- Excerpted passage
▼
Empathetic economics

My colleague Sarah Dillon over in the English faculty recommended Martha Nussbaum’s 1995 Poetic Justice: The Literary Imagination and Public Life to me. We’d been talking about the way narratives have become a thing – for example, the Royal Society’s AI narratives project, or Bob Shiller’s new book Narrative Economics. I enjoyed Poetic Justice, which in a way is making the same point as Adam Smith’s Moral Sentiments: that empathy is an essential part of being able to reason an an impartial spectator. Hence, Nussbaum argues – mainly in the context of the law but also economic welfare – the importance of reading fiction. She uses Hard Times and Native Son and also Whitman’s Song of Myself as her exemplars – Hard Times’s Mr Gradgrind illustrating the limitations of purely ‘economic’ reasoning, the other two texts the importance of being able to stand in other people’s shoes in one’s imagination.

The book argues for the importance of cultivating the imagination for reasons of social justice and sound public reasoning: “I defend the literary imagination precisely because it seems to me an essential ingredient of an ethical stance that asks us to concern ourselves with the good of other people whose lives are distant from our own.” And, not surprisingly, she argues against the utilitarianism that underpins everday economics and its assessment of social welfare, in favour of the capabilities approach.
▲
- Dataset records
▼
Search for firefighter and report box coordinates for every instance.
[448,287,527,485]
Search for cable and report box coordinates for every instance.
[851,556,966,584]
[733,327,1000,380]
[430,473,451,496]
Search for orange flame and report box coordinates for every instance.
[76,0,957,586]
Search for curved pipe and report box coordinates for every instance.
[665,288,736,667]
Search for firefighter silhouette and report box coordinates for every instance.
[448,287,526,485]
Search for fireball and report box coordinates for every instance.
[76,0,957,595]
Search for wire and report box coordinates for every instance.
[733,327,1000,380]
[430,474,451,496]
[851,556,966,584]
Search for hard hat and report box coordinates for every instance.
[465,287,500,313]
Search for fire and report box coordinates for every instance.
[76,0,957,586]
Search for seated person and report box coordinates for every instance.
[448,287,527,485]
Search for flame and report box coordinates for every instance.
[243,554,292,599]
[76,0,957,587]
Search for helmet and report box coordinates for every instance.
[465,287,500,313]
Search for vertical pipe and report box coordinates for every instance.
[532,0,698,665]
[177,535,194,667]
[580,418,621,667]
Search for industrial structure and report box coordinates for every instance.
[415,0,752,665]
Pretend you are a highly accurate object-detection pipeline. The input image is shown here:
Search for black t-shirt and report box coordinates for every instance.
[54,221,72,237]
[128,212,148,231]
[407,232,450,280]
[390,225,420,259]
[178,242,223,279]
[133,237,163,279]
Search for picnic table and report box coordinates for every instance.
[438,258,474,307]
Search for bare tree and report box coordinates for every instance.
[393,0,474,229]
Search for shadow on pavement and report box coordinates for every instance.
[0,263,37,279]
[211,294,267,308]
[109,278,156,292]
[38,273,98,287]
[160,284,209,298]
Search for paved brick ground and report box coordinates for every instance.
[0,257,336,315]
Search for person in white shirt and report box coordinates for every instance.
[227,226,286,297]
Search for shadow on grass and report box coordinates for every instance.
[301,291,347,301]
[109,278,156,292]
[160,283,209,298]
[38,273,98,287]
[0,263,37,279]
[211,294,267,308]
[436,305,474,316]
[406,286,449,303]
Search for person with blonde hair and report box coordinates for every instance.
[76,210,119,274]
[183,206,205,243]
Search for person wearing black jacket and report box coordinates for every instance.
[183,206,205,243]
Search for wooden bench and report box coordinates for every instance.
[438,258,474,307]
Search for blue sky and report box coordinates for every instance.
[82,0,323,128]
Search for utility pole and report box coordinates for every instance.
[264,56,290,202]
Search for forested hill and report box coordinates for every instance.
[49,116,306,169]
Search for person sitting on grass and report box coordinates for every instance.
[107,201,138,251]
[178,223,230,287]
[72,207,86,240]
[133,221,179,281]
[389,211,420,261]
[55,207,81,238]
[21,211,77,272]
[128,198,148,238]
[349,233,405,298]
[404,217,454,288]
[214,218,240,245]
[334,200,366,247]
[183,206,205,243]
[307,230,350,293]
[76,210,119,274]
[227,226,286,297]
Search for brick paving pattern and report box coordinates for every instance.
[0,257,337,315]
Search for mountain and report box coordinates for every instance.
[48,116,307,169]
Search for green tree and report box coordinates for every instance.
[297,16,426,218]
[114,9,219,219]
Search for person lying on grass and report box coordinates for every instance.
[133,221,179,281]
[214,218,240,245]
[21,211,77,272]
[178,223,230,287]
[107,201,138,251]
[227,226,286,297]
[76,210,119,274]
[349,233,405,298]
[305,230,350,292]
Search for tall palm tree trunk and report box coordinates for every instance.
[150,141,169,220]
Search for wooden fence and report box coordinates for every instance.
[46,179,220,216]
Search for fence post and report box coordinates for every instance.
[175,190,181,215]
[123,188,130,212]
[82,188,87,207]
▲
▼
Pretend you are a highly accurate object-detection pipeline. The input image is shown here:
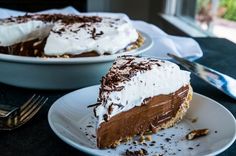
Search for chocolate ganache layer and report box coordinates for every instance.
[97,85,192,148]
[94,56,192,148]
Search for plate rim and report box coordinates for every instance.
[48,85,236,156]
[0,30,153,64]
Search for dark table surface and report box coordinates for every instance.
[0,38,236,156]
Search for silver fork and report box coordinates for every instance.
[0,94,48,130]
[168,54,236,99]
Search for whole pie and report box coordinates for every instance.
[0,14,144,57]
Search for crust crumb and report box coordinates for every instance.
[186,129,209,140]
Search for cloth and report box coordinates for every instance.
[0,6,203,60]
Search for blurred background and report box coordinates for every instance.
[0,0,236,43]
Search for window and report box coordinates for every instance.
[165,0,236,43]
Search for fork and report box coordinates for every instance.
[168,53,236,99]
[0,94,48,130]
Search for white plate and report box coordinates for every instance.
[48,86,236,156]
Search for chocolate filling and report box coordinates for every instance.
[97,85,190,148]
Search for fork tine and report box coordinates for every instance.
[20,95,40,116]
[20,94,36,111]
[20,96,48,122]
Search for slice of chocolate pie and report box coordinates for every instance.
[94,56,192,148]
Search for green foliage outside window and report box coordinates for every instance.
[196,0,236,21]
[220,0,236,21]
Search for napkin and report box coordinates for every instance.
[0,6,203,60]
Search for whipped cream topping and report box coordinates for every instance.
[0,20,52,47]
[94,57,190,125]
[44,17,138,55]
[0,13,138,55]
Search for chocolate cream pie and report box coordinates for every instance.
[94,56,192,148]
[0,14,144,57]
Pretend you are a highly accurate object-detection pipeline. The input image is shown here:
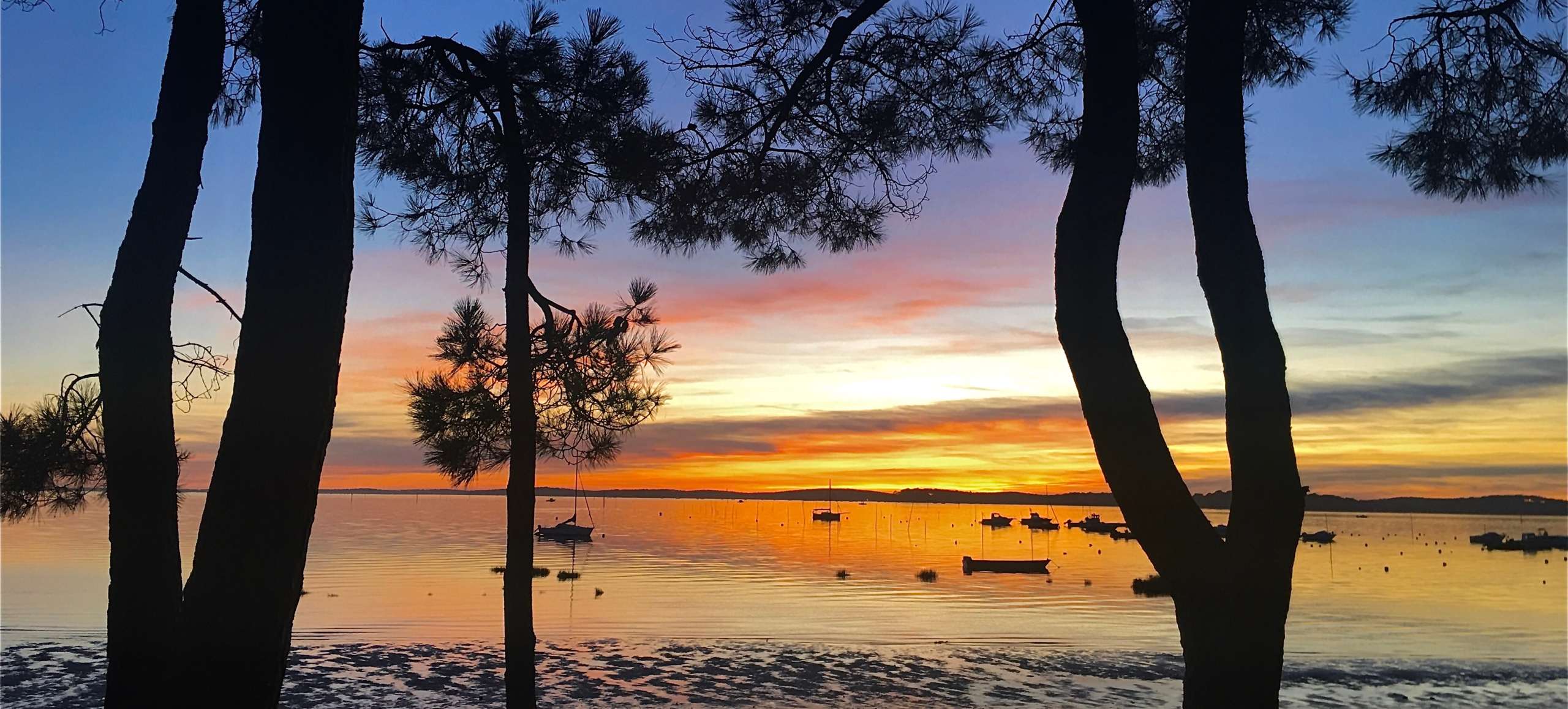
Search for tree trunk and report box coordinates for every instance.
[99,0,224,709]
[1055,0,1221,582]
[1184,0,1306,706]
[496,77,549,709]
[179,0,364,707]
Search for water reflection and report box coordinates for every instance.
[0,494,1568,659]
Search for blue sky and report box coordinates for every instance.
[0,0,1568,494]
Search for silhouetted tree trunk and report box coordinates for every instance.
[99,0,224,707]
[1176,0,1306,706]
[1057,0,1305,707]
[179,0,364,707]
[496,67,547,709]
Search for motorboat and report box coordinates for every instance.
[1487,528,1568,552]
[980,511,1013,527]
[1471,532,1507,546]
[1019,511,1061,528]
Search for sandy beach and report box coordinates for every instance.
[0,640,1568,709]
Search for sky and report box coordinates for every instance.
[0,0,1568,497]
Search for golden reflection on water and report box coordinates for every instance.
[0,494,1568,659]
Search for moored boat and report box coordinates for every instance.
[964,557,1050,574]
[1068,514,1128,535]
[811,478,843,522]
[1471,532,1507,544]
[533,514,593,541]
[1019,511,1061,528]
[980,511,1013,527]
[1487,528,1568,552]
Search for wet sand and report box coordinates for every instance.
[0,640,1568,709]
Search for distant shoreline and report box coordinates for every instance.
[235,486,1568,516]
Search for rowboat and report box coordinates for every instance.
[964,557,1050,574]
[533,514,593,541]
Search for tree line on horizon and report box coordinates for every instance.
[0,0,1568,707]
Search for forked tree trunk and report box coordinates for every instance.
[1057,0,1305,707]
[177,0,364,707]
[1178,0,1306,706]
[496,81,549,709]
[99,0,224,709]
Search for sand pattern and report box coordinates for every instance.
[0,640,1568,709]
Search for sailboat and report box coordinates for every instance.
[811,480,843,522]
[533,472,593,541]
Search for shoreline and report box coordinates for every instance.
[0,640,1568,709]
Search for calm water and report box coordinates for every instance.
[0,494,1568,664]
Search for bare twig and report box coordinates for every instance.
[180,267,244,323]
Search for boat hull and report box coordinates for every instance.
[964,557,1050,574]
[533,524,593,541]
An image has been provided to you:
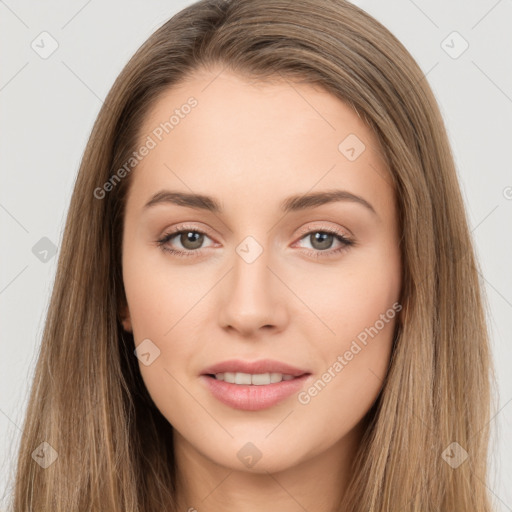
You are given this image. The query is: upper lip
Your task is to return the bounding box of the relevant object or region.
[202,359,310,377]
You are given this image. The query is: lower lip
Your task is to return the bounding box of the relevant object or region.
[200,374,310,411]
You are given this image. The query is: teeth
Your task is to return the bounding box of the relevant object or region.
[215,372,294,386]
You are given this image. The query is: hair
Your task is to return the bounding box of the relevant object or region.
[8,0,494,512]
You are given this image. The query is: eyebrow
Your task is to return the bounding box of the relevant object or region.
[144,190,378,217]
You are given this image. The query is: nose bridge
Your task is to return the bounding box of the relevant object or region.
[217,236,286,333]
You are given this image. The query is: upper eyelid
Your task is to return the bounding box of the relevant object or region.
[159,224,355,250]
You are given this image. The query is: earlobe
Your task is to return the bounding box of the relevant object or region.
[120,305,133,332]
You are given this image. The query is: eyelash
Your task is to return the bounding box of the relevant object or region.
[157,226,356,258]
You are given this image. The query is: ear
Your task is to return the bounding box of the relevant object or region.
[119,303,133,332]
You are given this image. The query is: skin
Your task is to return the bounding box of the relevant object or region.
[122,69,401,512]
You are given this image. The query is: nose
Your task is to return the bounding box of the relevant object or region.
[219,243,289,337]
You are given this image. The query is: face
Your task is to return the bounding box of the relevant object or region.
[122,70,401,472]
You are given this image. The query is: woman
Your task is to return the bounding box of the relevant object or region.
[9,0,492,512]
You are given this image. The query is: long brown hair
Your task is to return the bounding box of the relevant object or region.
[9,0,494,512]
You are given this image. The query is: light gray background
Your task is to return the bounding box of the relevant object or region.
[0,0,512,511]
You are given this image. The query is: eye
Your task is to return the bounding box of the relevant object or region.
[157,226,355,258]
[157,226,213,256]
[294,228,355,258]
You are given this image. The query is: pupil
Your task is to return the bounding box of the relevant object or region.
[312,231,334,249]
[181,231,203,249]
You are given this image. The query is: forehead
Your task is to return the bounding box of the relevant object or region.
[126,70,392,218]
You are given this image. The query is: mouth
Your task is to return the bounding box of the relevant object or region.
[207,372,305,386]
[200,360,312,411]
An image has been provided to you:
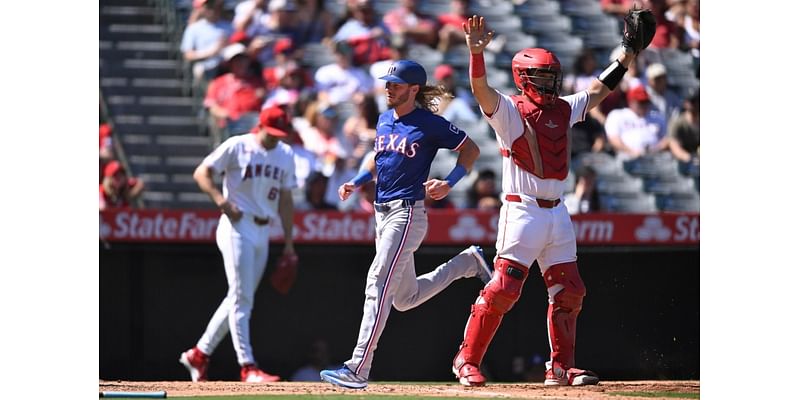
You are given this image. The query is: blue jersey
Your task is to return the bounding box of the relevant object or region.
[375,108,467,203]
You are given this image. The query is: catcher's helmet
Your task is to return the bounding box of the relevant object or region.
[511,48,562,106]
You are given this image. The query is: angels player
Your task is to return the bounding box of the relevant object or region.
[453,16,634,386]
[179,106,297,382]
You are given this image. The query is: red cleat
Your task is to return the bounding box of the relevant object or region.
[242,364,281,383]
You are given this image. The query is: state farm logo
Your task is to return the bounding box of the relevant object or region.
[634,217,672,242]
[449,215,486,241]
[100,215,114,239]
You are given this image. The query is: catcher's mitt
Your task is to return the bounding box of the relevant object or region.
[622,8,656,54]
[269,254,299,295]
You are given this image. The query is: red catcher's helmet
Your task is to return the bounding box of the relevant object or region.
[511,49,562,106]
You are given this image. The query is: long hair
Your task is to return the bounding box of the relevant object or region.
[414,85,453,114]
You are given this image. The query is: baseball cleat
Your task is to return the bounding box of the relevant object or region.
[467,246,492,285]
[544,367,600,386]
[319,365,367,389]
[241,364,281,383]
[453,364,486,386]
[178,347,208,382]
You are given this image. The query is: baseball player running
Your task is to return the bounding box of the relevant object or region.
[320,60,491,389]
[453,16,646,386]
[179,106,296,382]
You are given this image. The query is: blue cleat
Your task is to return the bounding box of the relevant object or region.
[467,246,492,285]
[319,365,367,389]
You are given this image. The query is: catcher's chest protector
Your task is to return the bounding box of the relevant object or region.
▲
▼
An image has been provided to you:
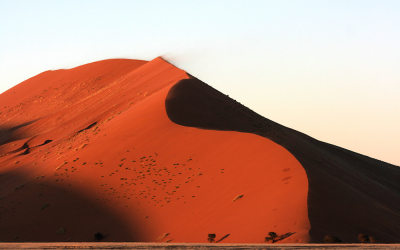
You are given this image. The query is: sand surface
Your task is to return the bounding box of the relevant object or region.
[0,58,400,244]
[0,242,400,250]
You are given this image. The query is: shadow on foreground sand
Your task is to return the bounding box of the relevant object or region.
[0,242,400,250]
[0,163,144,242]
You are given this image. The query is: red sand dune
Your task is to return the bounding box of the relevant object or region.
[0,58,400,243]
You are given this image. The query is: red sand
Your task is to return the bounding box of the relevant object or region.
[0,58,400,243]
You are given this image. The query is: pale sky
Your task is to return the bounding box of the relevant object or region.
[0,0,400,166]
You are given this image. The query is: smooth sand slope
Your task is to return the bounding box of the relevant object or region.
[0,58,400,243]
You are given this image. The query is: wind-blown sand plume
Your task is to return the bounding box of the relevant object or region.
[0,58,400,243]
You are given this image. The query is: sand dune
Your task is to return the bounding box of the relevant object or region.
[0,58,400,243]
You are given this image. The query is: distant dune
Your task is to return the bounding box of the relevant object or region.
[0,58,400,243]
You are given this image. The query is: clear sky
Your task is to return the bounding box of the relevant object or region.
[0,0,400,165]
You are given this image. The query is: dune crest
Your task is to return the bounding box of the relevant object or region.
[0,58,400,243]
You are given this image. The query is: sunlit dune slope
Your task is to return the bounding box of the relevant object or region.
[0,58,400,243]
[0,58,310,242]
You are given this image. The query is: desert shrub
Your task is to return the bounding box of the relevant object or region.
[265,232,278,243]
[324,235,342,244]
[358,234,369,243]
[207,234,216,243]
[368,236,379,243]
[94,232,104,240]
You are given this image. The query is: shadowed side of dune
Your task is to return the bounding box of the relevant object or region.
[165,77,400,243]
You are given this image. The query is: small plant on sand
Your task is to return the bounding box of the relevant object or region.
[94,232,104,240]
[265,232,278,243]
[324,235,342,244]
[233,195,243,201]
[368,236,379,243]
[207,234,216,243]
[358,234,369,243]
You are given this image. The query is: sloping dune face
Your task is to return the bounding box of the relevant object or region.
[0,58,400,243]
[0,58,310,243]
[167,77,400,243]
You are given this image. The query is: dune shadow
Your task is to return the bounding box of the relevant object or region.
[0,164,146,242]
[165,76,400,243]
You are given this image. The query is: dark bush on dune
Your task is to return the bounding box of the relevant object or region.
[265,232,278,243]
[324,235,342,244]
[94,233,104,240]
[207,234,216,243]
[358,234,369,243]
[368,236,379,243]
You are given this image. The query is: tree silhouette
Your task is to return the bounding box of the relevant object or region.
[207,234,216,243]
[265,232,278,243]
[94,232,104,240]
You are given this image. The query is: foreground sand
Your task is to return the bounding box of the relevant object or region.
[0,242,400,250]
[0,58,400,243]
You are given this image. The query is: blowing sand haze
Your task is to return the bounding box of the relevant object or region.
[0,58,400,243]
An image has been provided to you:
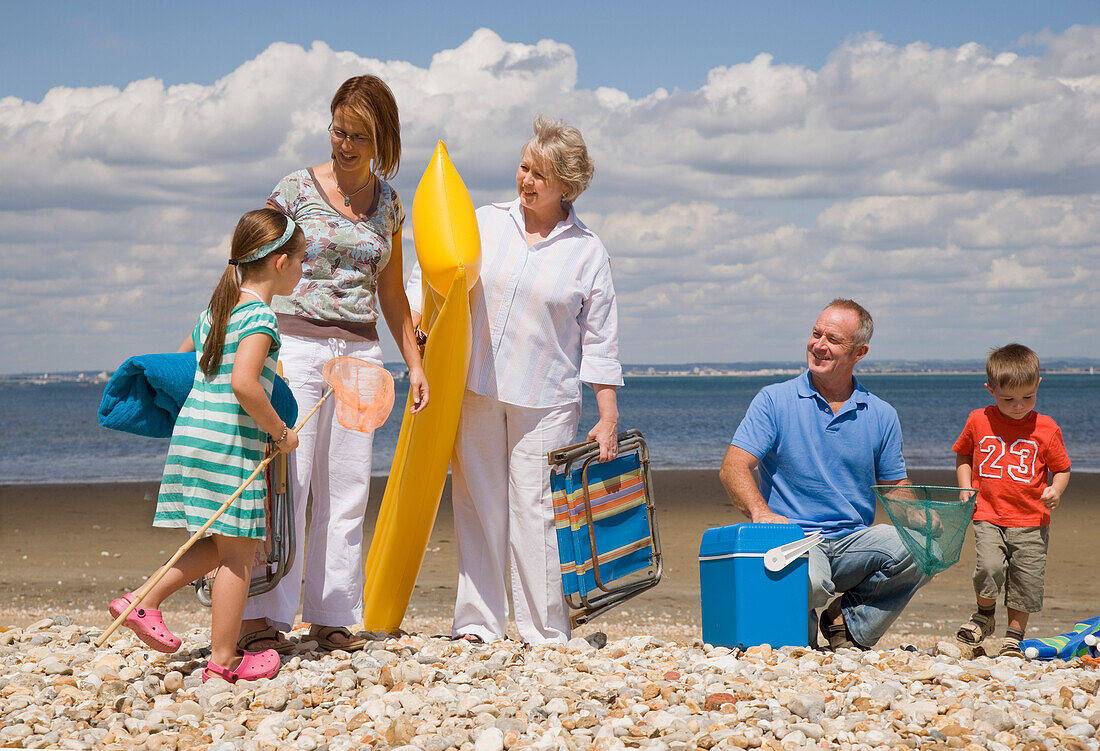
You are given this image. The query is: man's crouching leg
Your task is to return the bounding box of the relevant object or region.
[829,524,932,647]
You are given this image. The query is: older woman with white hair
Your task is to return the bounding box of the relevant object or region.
▲
- Your objective
From the empathetic economics piece above, write out word for word the part starting with "The book argues" and going on through "the capabilities approach.".

- The reply
The book argues for the importance of cultivating the imagination for reasons of social justice and sound public reasoning: “I defend the literary imagination precisely because it seems to me an essential ingredient of an ethical stance that asks us to concern ourselves with the good of other people whose lives are distant from our own.” And, not surprisingly, she argues against the utilitarianism that underpins everday economics and its assessment of social welfare, in favour of the capabilities approach.